## [Requirements]
From the rows below, output as a JSON list of strings the lines starting at the line containing "Indicate the station sign" and ending at the line containing "pixel 54 622", with one string per line and blank lines left out.

## [Data listing]

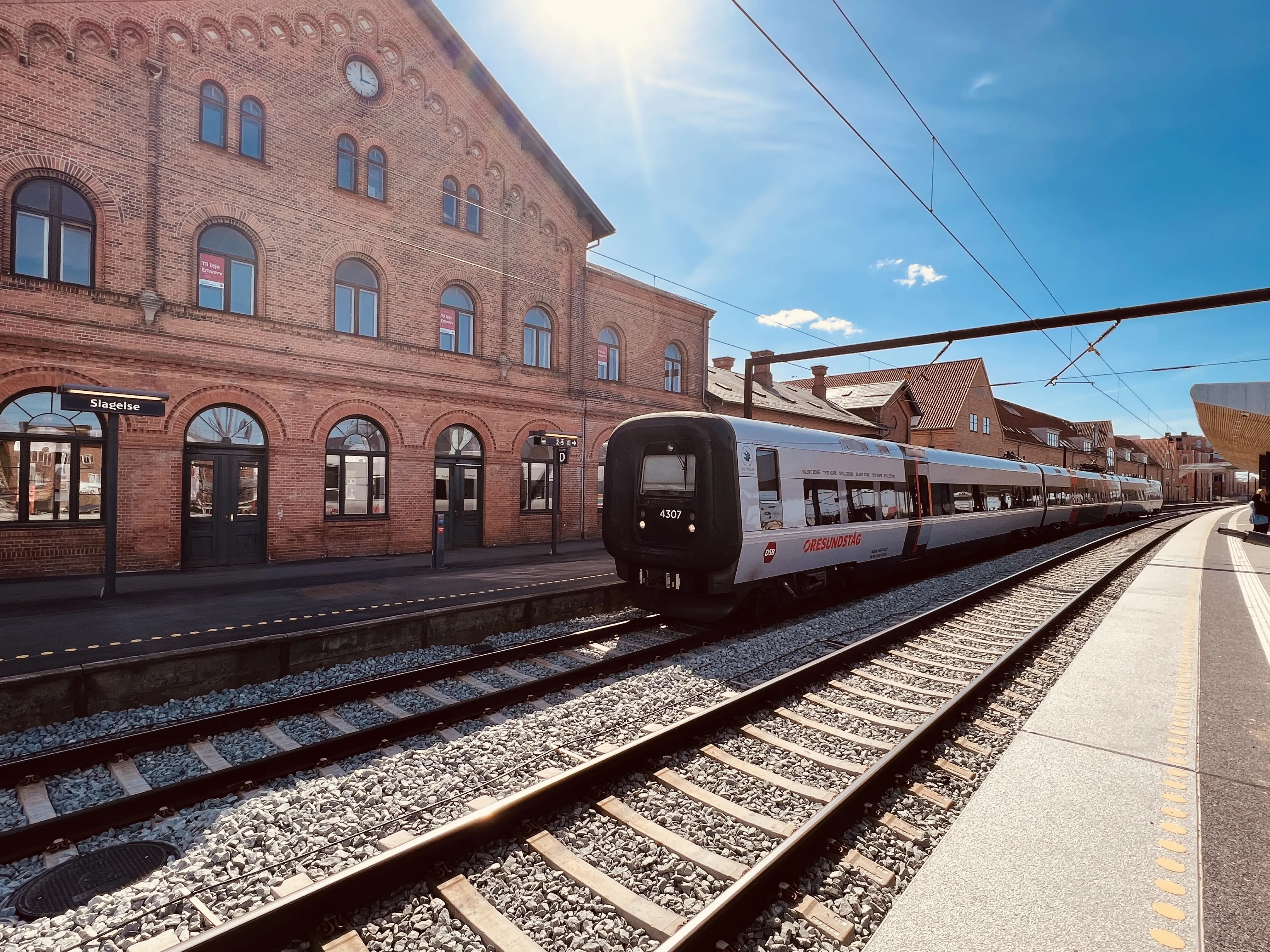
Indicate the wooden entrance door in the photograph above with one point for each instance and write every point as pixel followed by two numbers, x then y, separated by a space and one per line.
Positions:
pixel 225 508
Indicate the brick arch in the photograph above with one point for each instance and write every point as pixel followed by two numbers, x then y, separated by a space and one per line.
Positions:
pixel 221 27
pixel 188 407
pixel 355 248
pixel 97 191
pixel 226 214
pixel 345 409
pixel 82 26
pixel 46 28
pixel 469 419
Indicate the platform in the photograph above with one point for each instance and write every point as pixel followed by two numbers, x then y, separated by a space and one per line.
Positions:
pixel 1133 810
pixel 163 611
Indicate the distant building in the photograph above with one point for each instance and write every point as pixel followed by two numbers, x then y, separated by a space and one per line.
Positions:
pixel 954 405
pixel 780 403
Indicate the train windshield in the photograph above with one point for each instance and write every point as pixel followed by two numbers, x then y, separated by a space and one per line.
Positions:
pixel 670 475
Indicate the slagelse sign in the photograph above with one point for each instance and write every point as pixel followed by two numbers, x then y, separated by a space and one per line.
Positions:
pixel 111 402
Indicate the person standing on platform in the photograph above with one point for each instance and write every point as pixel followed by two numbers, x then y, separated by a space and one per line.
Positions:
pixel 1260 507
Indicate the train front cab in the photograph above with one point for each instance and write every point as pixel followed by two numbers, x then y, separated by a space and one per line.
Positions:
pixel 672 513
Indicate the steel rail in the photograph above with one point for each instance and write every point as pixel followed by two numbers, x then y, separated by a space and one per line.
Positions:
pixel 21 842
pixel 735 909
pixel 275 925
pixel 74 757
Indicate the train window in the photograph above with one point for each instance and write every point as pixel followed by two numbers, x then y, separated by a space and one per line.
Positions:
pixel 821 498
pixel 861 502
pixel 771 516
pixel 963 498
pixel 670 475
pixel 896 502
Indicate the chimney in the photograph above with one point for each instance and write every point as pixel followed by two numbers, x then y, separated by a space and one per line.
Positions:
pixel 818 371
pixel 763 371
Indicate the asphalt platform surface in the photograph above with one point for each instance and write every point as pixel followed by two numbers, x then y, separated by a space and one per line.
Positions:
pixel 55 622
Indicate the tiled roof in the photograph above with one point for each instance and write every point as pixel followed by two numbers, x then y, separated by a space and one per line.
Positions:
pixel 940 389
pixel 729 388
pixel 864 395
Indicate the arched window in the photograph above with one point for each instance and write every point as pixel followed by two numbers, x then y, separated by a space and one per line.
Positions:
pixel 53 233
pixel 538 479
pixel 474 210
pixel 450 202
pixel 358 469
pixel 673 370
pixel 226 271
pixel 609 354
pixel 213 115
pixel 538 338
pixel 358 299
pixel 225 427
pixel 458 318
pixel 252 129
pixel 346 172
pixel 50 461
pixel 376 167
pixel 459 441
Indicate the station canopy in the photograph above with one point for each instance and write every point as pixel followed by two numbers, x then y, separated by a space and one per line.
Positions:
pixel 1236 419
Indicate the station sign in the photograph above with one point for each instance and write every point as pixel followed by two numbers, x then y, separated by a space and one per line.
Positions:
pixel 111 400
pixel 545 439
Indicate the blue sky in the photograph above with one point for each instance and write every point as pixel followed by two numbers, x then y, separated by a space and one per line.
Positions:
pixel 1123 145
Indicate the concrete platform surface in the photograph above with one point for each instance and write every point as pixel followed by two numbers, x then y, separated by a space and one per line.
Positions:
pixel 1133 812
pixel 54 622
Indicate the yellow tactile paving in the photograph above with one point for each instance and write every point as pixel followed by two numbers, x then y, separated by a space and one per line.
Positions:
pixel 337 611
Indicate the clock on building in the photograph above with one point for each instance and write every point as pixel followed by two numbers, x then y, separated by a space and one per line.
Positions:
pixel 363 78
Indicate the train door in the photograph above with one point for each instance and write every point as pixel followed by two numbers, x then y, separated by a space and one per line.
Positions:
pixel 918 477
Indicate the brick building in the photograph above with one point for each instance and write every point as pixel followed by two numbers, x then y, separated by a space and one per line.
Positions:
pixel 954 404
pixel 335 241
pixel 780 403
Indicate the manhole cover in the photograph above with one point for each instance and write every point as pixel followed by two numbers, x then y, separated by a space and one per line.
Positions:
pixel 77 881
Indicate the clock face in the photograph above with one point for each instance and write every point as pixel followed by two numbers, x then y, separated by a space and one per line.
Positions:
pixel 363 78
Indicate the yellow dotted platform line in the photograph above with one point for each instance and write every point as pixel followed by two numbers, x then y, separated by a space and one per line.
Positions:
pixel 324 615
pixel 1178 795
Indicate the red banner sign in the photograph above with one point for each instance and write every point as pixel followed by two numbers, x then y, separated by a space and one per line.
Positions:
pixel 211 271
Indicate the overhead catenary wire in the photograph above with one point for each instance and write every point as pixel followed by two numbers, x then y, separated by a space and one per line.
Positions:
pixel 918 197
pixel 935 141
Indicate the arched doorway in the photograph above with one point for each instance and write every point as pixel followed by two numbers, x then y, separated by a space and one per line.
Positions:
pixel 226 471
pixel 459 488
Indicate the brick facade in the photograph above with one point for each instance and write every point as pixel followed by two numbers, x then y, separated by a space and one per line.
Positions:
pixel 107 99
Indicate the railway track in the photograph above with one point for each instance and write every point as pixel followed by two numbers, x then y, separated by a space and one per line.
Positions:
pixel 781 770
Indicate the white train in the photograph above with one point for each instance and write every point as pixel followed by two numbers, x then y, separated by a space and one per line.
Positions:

## [Answer to the problem]
[
  "Indicate the station sign in the photograph above with one point for each instance and write every point as pixel followed by two numbers, x then y, separated by a space and one per line.",
  "Positions:",
  "pixel 111 400",
  "pixel 545 439",
  "Indicate the blue sky in the photograph above with one point for each instance and write every point as pixel followed by two numbers, x then y, separated by a space and one per line.",
  "Positions:",
  "pixel 1123 145",
  "Indicate the concrete platform surface in the photograph above with one point for each instance and write every point as pixel followed by two numbers, x then y, separated by a space and one per line.",
  "Positions:",
  "pixel 1133 812",
  "pixel 54 622"
]